■ INSTRUCTIONS TO FOLLOW ■
Copy out everything below from the line containing "In the photo above, where can the gray bed" down to the line containing "point(261, 227)", requests included. Decrease every coordinate in the answers by 93.
:: DATA SUPPLIED
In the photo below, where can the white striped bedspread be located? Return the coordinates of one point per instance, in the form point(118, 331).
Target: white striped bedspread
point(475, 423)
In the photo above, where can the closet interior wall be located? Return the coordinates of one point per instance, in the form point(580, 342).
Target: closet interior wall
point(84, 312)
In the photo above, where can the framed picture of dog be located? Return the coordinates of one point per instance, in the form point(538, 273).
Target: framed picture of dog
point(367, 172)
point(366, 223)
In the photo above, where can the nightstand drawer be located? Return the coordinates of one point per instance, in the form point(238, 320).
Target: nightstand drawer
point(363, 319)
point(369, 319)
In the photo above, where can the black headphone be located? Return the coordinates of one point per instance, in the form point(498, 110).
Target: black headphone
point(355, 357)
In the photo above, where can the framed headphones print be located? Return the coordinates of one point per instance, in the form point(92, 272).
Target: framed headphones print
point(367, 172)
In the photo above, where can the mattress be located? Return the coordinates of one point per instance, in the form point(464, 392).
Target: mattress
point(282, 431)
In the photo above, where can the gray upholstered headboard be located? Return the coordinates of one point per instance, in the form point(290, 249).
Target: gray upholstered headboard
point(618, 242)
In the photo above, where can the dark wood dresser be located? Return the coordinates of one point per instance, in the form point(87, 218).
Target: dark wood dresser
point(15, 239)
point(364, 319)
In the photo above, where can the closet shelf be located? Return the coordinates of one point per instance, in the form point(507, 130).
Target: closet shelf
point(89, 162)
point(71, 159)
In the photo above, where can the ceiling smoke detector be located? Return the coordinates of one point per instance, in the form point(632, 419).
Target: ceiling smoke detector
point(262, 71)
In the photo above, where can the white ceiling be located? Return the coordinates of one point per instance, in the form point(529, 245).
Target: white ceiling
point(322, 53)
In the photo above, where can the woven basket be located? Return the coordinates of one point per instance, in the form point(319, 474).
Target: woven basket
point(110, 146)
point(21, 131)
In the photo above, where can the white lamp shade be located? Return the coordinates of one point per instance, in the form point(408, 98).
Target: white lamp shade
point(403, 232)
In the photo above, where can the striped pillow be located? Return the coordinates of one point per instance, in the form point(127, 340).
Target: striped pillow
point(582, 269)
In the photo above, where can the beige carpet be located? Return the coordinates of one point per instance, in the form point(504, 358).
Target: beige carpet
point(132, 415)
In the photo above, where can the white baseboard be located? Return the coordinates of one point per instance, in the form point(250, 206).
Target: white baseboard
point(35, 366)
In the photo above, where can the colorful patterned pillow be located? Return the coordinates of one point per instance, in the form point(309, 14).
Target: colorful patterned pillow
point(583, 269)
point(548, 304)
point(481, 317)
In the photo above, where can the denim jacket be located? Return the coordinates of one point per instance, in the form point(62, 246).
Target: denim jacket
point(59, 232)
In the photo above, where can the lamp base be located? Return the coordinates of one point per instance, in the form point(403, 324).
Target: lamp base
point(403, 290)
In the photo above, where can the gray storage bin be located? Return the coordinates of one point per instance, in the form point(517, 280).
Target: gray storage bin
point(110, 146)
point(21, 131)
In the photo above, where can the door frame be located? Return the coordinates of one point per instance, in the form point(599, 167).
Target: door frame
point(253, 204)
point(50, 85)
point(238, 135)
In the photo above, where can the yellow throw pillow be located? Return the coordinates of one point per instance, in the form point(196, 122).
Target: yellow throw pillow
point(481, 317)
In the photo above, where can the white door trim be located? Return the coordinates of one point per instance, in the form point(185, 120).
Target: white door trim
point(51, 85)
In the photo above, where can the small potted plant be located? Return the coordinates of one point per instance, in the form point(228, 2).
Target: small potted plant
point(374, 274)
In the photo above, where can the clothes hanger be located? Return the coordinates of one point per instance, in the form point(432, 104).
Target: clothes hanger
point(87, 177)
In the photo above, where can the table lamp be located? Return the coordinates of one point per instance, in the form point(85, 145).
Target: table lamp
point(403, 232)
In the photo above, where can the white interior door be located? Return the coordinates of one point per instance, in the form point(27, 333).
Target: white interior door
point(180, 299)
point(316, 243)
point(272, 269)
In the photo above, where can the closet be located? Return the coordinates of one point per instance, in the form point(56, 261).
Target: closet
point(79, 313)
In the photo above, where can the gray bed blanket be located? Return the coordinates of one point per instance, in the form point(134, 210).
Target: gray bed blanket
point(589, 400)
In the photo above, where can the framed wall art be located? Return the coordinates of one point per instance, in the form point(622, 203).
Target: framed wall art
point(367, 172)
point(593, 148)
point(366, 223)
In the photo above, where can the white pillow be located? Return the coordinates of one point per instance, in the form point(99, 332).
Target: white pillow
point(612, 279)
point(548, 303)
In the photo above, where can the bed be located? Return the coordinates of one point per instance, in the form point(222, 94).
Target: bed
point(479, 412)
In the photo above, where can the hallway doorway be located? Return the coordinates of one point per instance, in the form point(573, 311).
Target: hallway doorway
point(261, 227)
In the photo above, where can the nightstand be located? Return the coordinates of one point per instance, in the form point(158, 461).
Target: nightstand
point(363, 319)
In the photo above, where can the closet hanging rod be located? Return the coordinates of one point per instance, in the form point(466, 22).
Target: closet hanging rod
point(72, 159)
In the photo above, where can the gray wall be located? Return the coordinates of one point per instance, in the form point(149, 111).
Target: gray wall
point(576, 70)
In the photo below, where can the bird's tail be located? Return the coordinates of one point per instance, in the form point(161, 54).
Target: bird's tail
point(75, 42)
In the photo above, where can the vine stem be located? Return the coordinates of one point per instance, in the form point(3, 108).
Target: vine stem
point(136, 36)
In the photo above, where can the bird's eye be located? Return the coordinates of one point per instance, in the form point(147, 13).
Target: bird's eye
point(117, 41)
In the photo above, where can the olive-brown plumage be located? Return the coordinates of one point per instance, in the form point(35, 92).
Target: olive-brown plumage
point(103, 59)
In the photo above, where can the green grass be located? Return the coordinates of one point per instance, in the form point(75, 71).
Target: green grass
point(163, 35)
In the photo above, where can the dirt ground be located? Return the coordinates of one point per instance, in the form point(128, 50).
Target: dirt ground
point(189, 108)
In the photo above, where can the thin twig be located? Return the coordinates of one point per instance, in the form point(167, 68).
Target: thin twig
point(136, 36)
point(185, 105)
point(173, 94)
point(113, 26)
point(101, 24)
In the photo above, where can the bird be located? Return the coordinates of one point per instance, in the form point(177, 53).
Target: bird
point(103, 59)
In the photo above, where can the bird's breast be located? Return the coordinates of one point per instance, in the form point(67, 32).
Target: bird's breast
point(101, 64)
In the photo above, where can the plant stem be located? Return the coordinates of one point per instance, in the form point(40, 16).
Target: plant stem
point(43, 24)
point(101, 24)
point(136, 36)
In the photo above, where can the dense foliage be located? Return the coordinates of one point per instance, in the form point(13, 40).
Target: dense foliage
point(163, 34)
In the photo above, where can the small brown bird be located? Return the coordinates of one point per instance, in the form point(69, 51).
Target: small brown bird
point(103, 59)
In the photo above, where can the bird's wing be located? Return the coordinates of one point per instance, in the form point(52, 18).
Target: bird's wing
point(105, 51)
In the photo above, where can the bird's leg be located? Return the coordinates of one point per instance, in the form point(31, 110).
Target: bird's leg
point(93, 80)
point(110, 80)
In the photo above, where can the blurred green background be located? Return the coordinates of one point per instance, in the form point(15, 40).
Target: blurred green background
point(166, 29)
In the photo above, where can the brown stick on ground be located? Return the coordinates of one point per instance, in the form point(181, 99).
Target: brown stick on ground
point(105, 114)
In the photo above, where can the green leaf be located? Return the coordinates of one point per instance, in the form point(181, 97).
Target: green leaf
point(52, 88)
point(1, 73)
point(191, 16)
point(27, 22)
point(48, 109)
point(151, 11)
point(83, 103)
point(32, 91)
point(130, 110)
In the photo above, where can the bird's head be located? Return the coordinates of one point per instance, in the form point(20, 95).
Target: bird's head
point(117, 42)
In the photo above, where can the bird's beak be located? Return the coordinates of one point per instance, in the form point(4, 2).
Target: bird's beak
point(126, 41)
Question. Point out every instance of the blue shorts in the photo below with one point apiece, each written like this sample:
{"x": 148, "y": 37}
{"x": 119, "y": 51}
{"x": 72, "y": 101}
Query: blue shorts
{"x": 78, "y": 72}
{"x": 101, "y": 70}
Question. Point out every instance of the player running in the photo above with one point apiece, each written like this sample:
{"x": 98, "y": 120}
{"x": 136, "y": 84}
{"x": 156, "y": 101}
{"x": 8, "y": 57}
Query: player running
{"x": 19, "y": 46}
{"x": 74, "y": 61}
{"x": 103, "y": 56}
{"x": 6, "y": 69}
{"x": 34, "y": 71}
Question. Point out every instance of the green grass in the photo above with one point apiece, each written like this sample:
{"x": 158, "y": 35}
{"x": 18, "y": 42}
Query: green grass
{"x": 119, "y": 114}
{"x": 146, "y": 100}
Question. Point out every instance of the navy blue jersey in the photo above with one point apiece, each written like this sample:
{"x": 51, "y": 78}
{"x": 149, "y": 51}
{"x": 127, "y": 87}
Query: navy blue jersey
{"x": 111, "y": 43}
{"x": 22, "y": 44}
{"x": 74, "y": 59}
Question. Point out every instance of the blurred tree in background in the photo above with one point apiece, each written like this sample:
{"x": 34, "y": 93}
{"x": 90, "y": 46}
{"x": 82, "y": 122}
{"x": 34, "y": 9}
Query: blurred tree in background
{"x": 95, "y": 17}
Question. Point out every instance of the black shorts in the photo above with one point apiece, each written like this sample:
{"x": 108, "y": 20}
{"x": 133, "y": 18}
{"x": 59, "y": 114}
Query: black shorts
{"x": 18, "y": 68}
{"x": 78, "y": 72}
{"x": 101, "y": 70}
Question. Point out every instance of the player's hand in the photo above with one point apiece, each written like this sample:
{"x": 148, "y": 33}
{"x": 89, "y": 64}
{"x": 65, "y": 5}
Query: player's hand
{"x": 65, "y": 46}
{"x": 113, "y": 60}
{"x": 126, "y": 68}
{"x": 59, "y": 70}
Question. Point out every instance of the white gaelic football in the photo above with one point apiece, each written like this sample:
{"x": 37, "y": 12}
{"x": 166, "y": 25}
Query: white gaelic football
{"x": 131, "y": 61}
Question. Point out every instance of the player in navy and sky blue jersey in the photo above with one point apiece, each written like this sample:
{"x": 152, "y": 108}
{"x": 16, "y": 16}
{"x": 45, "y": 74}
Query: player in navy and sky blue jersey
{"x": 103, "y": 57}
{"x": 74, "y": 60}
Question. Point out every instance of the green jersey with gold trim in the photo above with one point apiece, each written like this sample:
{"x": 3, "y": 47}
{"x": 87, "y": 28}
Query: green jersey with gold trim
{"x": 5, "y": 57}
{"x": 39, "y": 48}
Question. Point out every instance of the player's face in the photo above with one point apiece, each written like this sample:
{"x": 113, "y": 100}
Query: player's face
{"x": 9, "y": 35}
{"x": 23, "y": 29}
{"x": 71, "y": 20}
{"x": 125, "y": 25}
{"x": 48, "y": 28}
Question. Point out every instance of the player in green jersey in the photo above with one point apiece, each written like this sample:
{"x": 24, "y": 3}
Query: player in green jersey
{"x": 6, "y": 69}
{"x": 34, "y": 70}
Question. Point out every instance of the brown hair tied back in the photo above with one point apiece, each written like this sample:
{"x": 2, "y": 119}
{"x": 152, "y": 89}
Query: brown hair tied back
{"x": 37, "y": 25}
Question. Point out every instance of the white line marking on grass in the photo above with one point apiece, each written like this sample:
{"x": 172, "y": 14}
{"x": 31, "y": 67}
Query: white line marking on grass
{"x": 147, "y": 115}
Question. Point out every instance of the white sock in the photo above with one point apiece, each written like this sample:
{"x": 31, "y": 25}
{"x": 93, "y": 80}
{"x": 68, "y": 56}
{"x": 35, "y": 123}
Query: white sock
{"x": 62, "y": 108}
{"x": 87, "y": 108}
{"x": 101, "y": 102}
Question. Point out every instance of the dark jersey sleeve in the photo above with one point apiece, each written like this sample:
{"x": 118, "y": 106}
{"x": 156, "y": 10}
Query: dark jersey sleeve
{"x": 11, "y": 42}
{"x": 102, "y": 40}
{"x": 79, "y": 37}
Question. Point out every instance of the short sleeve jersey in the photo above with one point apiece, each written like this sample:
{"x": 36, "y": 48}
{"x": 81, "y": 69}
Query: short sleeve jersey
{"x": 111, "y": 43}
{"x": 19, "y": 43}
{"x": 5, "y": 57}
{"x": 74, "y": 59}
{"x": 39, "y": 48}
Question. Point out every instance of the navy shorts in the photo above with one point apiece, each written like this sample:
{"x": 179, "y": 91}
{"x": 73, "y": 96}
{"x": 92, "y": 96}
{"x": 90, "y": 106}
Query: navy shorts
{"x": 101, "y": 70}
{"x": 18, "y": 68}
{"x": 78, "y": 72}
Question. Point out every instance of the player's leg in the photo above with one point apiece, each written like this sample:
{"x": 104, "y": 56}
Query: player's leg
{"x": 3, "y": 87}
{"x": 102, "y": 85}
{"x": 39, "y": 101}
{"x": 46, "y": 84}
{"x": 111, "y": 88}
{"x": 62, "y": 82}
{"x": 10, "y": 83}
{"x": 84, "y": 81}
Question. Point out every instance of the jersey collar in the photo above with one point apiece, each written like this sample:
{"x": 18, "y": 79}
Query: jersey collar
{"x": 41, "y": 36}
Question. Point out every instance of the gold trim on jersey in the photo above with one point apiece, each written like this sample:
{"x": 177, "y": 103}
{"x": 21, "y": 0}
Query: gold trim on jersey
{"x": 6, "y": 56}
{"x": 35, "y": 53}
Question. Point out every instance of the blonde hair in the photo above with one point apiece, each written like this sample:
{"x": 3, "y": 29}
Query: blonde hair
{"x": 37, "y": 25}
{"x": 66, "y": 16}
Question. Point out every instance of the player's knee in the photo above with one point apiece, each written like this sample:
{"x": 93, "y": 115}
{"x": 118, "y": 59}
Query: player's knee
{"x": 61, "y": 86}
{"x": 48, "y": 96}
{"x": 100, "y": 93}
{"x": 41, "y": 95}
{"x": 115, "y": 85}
::::
■ ANSWER IN FULL ■
In the photo above, where can the gray bed blanket be located? Return the coordinates of one point per instance, in the form point(134, 210).
Target: gray bed blanket
point(496, 307)
In the photo above, where can the framed wall art be located? Return the coordinates of one point per instance, in the form point(622, 203).
Target: framed wall art
point(274, 79)
point(500, 55)
point(273, 130)
In the photo above, where can the white pillow be located? Return the coordinates of one point per instance, in the form point(99, 332).
Target: white pillow
point(519, 186)
point(455, 210)
In the photo above, where can the bed be located? Return the coordinates of one point per instance, in the form point(222, 94).
Target: bed
point(386, 319)
In the photo above, where can the hallway doorway be located? Return the coordinates of one point per instance, in the form point(573, 311).
Target: hallway doorway
point(168, 134)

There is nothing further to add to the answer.